Origines des perturbations (II)

Pour que l'activité solaire provoque un incident sur un satellite orbital, qu'il soit dans le milieu interplanétaire ou en orbite à l'intérieur de la magnétosphère, ou sur des infrastructures ou des êtres humains au sol ou résidants dans l'espace, l'onde ou l'objet concerné doit provenir du Soleil. Il est donc constitué de l'un des éléments suivants :

- Des radiations électromagnétiques telles que la lumière, les rayons X et UV ainsi que d'autres ondes électromagnétiques émises par le Soleil qui effectent l'ionosphère et donc les communications.

- Des particules de haute énergie, en particulier des protons, des particules alpha (noyaux d'hélium) et des ions lourds (atomes plus ou moins ionisés) émis par les CME qui finissent par aboutir sur Terre. Des flots successifs de particules peuvent se rassembler et former une onde de choc qui ramasse les autres plasmas dans sa course. Cette onde de choc compresse la magnétosphère en deçà de l'orbite géostationnaire, augmente la densité des Ceintures de Van Allen et provoque des tempêtes magnétiques et des tempêtes secondaires (sous-tempêtes).

- Des tempêtes géomagnétiques qui sont des perturbations dans l'environnement terrestre dépassant les variations journalières régulières. Ces tempêtes se manifestent lorsqu'un grand nuage d'électrons pénètre dans la magnétosphère. Les électrons perturbent le champ géomagnétique et les systèmes de courants, augmentant la charge électrique près de la surface terrestre. Nous verrons dans le chapitre consacré aux aurores de quelles manières ces tempêtes donnent naissance à ces lueurs évanescentes.
● ● ● ● ● ● ●
§ Consigne
D'après le texte sur les origines des perturbations solaires, à quel moment une tempête géomagnétique se manifeste-t-elle ?

§ Données fournies
● ● ● ● ● ● ●
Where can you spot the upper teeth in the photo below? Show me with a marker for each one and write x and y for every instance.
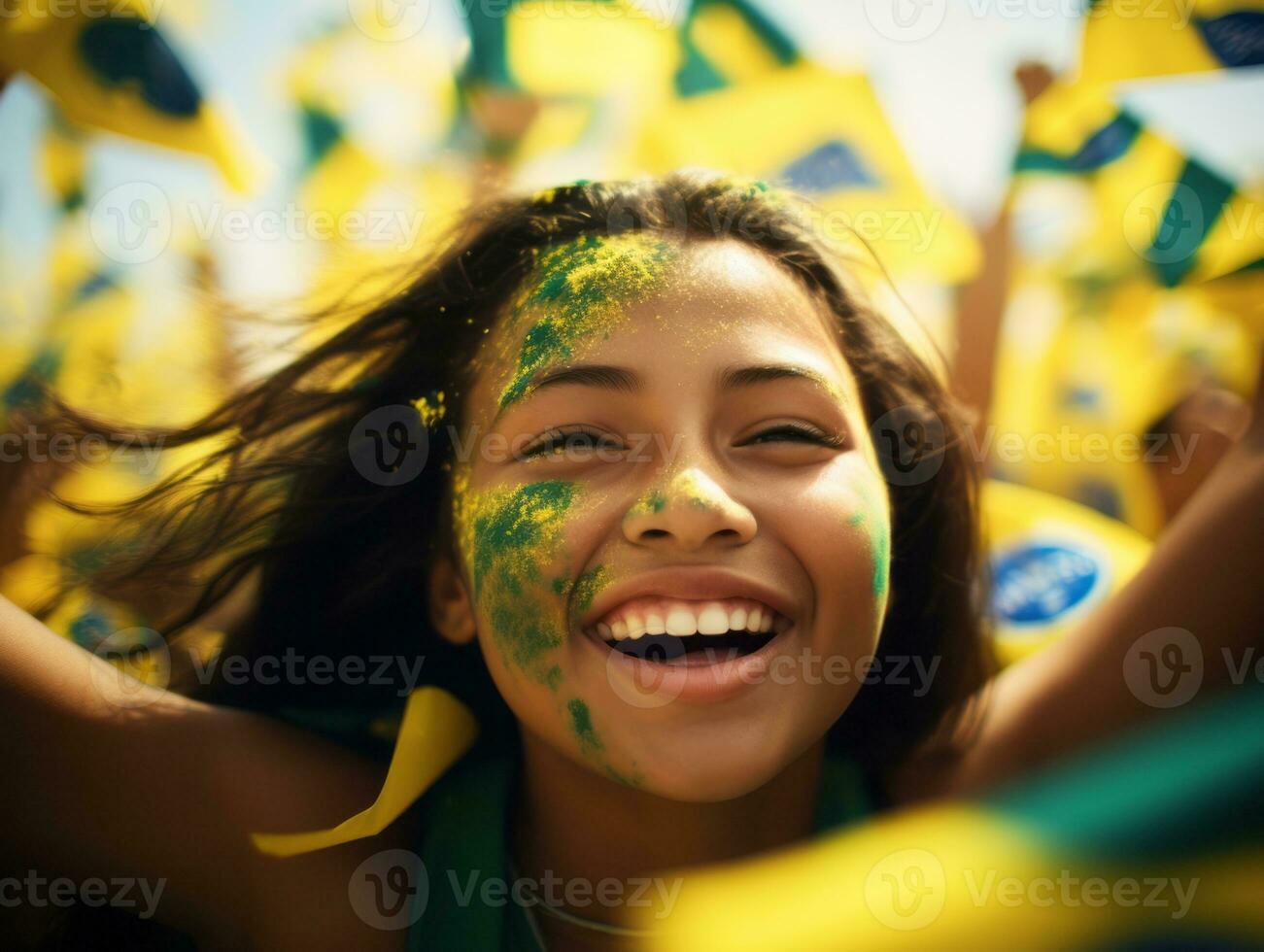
(671, 616)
● ● ● ● ● ● ●
§ Réponse
Lorsqu'un grand nuage d'électrons pénètre dans la magnétosphère.